:: Your goal ::
Transcribe the records exactly, starting at their first line and ending at the line that contains "[291,351,369,371]", with that line included. Leave the pictures out of your copy.

◇ ◇ ◇

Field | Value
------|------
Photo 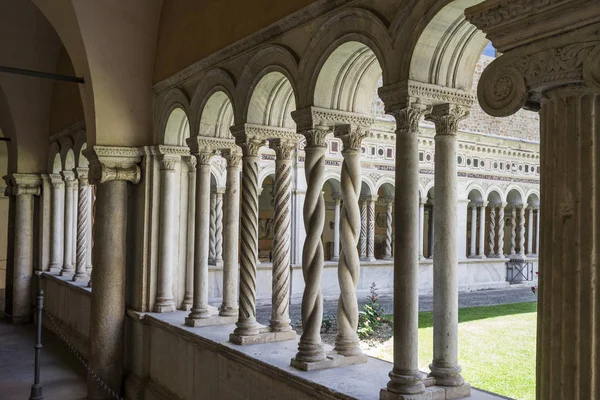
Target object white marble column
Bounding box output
[185,147,215,326]
[331,195,342,261]
[469,204,477,258]
[154,154,181,313]
[269,139,297,332]
[425,104,469,386]
[358,197,369,261]
[50,174,65,273]
[379,101,426,400]
[219,150,242,316]
[60,171,75,276]
[84,146,141,400]
[477,202,487,258]
[73,168,91,282]
[383,197,394,260]
[183,156,197,311]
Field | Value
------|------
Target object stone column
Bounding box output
[334,125,373,356]
[469,204,477,258]
[367,196,377,261]
[219,150,242,316]
[359,197,369,261]
[60,171,75,276]
[230,133,266,342]
[154,153,181,313]
[527,206,533,257]
[73,168,91,282]
[5,174,42,324]
[419,201,425,260]
[269,139,297,332]
[185,145,215,326]
[510,205,517,257]
[84,146,141,400]
[50,174,65,273]
[518,205,525,258]
[425,104,469,386]
[467,4,600,400]
[383,198,394,260]
[478,202,487,258]
[331,196,341,261]
[183,156,196,311]
[379,98,427,399]
[295,129,328,363]
[498,203,507,258]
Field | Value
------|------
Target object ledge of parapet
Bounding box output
[153,0,358,94]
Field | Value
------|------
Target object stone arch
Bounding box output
[298,8,395,109]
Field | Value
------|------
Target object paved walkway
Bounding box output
[0,317,87,400]
[256,286,537,325]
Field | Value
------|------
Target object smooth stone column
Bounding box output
[331,196,342,261]
[425,104,469,386]
[50,174,65,273]
[73,168,91,282]
[229,136,266,342]
[269,139,296,332]
[292,129,329,364]
[379,101,428,400]
[5,174,42,324]
[60,171,75,276]
[84,146,141,400]
[219,150,242,316]
[469,204,477,257]
[527,206,533,257]
[477,202,487,258]
[154,154,180,313]
[383,198,394,260]
[183,156,196,311]
[185,148,215,326]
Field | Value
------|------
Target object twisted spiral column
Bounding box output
[490,206,496,257]
[334,125,367,356]
[233,138,265,336]
[73,169,91,282]
[296,129,328,362]
[269,139,296,332]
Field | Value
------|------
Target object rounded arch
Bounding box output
[298,8,395,109]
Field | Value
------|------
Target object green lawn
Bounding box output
[367,303,537,400]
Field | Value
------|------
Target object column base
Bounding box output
[229,326,297,346]
[291,351,369,371]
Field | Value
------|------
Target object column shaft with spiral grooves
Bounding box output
[295,129,328,362]
[334,125,367,356]
[269,139,296,332]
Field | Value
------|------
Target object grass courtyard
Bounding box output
[366,303,537,400]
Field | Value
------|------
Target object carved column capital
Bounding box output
[425,103,469,135]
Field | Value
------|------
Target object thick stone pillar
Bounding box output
[84,146,141,400]
[331,195,342,261]
[50,174,65,273]
[527,206,533,257]
[4,174,42,324]
[425,104,469,386]
[73,168,91,282]
[185,145,215,326]
[230,133,266,343]
[379,97,428,399]
[383,197,394,260]
[154,153,181,313]
[269,139,297,332]
[219,150,242,316]
[467,0,600,400]
[60,171,75,276]
[183,156,196,311]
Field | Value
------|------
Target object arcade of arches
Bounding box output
[0,0,600,400]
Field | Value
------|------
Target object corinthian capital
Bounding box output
[425,103,469,135]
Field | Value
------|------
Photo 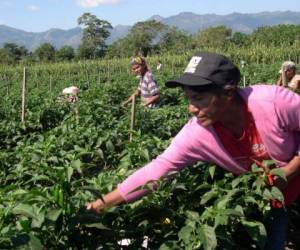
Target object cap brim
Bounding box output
[165,74,213,88]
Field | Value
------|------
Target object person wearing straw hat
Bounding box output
[121,56,160,108]
[87,52,300,250]
[277,61,300,90]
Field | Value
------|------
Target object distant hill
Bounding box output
[0,11,300,50]
[150,11,300,34]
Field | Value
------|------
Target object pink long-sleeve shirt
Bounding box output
[118,85,300,204]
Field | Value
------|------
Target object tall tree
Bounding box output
[3,43,28,63]
[128,20,169,56]
[77,13,112,59]
[196,25,232,48]
[56,45,75,61]
[34,43,55,62]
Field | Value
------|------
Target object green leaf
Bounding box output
[271,186,284,201]
[84,223,110,230]
[46,209,62,221]
[200,190,218,205]
[12,203,36,218]
[28,234,44,250]
[270,168,287,181]
[106,140,115,152]
[208,165,216,179]
[67,167,74,182]
[199,224,217,250]
[178,226,193,244]
[241,220,267,249]
[71,159,82,174]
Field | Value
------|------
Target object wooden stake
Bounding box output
[129,94,135,141]
[21,67,26,122]
[49,75,52,92]
[281,69,287,87]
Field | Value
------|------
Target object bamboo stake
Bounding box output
[129,95,135,141]
[49,75,52,92]
[21,67,26,122]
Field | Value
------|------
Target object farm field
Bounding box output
[0,51,300,250]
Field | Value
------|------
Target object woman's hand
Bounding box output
[86,199,105,214]
[86,189,124,214]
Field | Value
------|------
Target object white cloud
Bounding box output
[27,4,39,11]
[78,0,121,8]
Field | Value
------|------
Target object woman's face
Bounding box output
[285,69,296,80]
[184,87,230,127]
[131,64,143,75]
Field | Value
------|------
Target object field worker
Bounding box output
[277,61,300,90]
[156,61,162,71]
[121,56,160,108]
[62,86,79,103]
[87,52,300,250]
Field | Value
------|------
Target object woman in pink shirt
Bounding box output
[87,52,300,250]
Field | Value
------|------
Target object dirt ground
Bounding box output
[285,198,300,250]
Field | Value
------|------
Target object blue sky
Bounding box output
[0,0,300,32]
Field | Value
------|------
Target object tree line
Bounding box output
[0,13,300,64]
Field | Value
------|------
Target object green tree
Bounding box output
[77,13,112,59]
[251,24,300,46]
[3,43,28,63]
[159,27,193,53]
[34,43,55,62]
[128,20,169,56]
[196,25,232,48]
[230,32,250,47]
[0,48,15,65]
[56,45,75,61]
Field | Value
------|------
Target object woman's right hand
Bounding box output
[86,189,125,214]
[86,199,105,214]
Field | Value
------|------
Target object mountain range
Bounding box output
[0,11,300,50]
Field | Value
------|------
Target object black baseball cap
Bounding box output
[165,52,241,88]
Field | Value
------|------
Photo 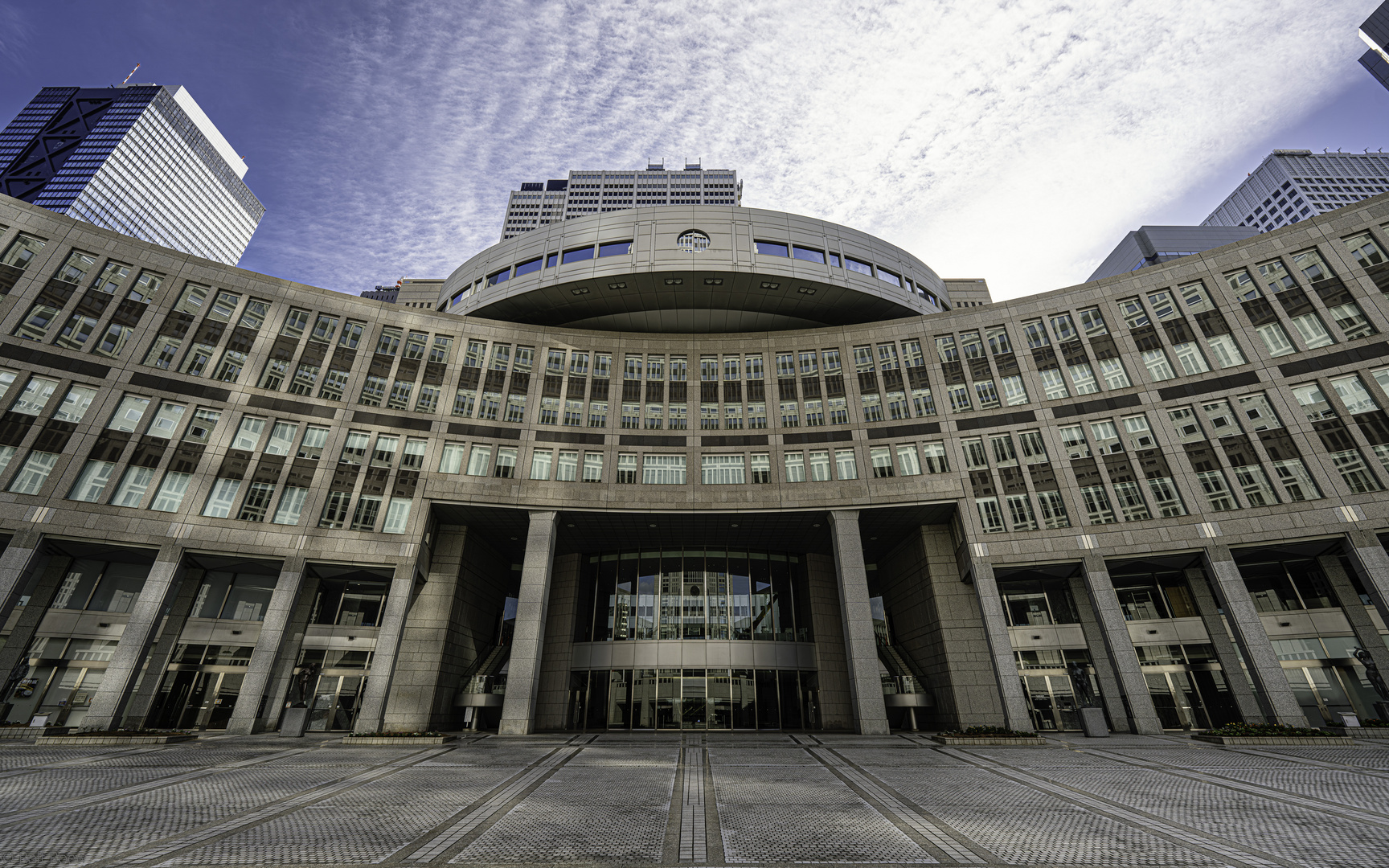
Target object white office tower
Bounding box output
[502,162,743,240]
[1202,150,1389,232]
[0,84,265,265]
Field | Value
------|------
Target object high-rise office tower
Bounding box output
[0,84,265,265]
[1360,0,1389,88]
[502,162,743,240]
[1202,150,1389,232]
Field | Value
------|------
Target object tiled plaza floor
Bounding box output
[0,733,1389,868]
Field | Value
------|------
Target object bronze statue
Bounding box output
[290,662,318,708]
[1351,649,1389,700]
[1065,660,1099,708]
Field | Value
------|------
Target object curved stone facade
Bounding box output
[0,197,1389,733]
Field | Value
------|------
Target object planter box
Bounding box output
[0,727,72,739]
[931,736,1046,747]
[1192,735,1356,747]
[343,736,458,747]
[1328,727,1389,739]
[33,735,197,747]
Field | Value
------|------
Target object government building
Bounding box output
[0,191,1389,735]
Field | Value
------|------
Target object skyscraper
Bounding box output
[0,84,265,265]
[1360,0,1389,88]
[1202,150,1389,232]
[502,162,743,240]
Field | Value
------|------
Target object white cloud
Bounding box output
[248,0,1366,297]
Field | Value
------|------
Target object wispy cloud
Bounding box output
[236,0,1366,297]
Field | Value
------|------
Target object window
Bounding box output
[349,494,380,532]
[271,486,309,525]
[111,467,154,508]
[150,471,193,513]
[203,477,242,518]
[380,497,411,534]
[232,416,265,452]
[467,446,492,477]
[10,376,58,413]
[68,461,115,503]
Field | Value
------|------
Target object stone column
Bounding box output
[353,564,416,733]
[1317,554,1389,672]
[830,510,891,735]
[1338,530,1389,622]
[1080,554,1162,735]
[256,575,318,732]
[957,543,1036,732]
[0,529,43,624]
[121,569,203,729]
[227,557,304,736]
[1068,571,1133,732]
[498,513,559,736]
[1203,546,1307,727]
[82,543,183,731]
[1185,569,1264,723]
[0,554,72,714]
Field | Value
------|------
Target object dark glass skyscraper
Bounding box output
[0,84,265,265]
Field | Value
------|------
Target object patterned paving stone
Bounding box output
[712,763,936,864]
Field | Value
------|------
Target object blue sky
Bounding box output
[0,0,1389,299]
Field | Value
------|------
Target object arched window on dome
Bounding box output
[675,229,708,252]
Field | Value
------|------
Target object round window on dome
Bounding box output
[675,229,708,252]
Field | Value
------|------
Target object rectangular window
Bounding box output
[111,467,154,508]
[554,448,580,482]
[203,479,242,518]
[835,448,858,479]
[641,456,685,485]
[468,446,492,477]
[531,446,554,479]
[782,452,805,482]
[439,443,466,479]
[150,471,193,513]
[68,461,115,503]
[350,494,380,532]
[380,497,411,534]
[236,482,275,522]
[271,486,309,525]
[232,416,265,452]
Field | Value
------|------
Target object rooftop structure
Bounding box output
[502,162,743,240]
[0,84,265,265]
[1088,227,1259,280]
[1202,150,1389,232]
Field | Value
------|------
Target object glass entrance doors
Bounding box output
[307,675,365,732]
[149,669,246,729]
[565,669,822,732]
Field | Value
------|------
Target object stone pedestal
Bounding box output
[1080,708,1110,739]
[279,707,309,739]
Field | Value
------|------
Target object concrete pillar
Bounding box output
[498,513,559,736]
[957,543,1036,732]
[830,510,891,735]
[0,554,72,680]
[82,543,183,731]
[227,557,304,736]
[353,564,416,733]
[1317,554,1389,672]
[1203,546,1320,727]
[1080,554,1162,735]
[1186,569,1264,723]
[121,569,203,729]
[256,571,318,732]
[1068,571,1133,732]
[1338,530,1389,630]
[0,529,43,624]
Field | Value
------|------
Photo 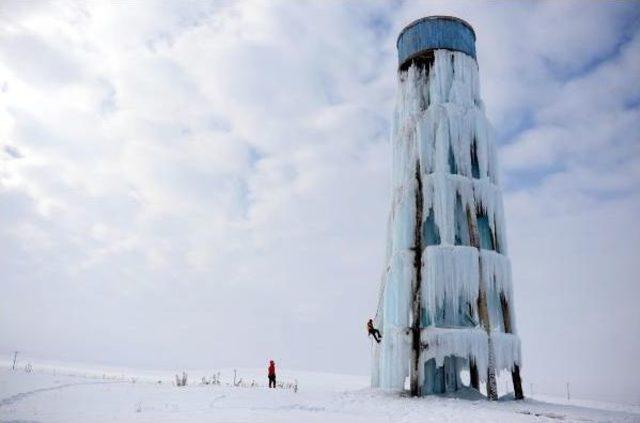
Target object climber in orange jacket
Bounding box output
[367,319,382,344]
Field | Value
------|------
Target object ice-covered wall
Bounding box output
[372,43,521,398]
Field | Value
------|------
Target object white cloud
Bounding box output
[0,1,640,402]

◇ ◇ ◇

:: Written response ::
Field | Value
------|------
Photo 
Target object white marble column
Bounding box output
[185,147,215,326]
[331,195,342,261]
[469,204,477,258]
[154,154,181,313]
[269,139,297,332]
[425,104,469,386]
[358,197,369,261]
[50,174,65,273]
[379,101,426,400]
[219,150,242,316]
[60,171,75,276]
[84,146,141,400]
[477,202,487,258]
[73,168,91,282]
[383,197,394,260]
[183,156,197,311]
Field | Value
------|------
Target object stone column
Bounding box output
[334,125,373,356]
[469,204,477,258]
[367,196,377,261]
[219,150,242,316]
[359,197,369,261]
[60,171,75,276]
[230,133,266,342]
[154,153,181,313]
[527,206,533,257]
[73,168,91,282]
[5,174,42,324]
[419,201,425,260]
[269,139,297,332]
[185,145,215,326]
[510,205,517,257]
[84,146,141,400]
[50,174,65,273]
[518,205,525,258]
[425,104,469,386]
[467,4,600,400]
[383,198,394,260]
[478,202,487,258]
[331,196,341,261]
[183,156,196,311]
[379,98,427,399]
[295,129,328,363]
[498,203,507,258]
Field | Value
------|------
Target object ledge of parapet
Bounding box output
[153,0,358,94]
Field | Value
------|------
Target object stone arch
Bounding box output
[298,8,395,109]
Field | Value
------|------
Target object paved walkway
Bounding box output
[0,317,87,400]
[256,286,537,325]
Field | Value
------|------
Target object smooth stone column
Bounding box output
[331,196,342,261]
[425,104,469,386]
[50,174,65,273]
[73,168,91,282]
[229,136,266,342]
[269,139,296,332]
[292,129,329,364]
[379,101,428,400]
[5,174,42,324]
[60,171,75,276]
[84,146,141,400]
[219,150,242,316]
[469,204,477,257]
[527,206,533,257]
[477,202,487,258]
[154,154,180,313]
[383,198,394,260]
[183,156,196,311]
[185,148,215,326]
Field | Value
------|------
Target object twisted spiral column
Bounding box output
[490,206,496,257]
[334,125,367,356]
[233,138,265,336]
[73,169,91,282]
[296,129,328,362]
[269,139,296,332]
Field | Value
------|------
Target object rounded arch
Bounding box output
[298,8,395,109]
Field | Value
------|------
Target object green lawn
Bounding box output
[367,303,537,400]
Field | Value
------|------
Target object column base
Bounding box output
[229,326,297,346]
[291,351,369,371]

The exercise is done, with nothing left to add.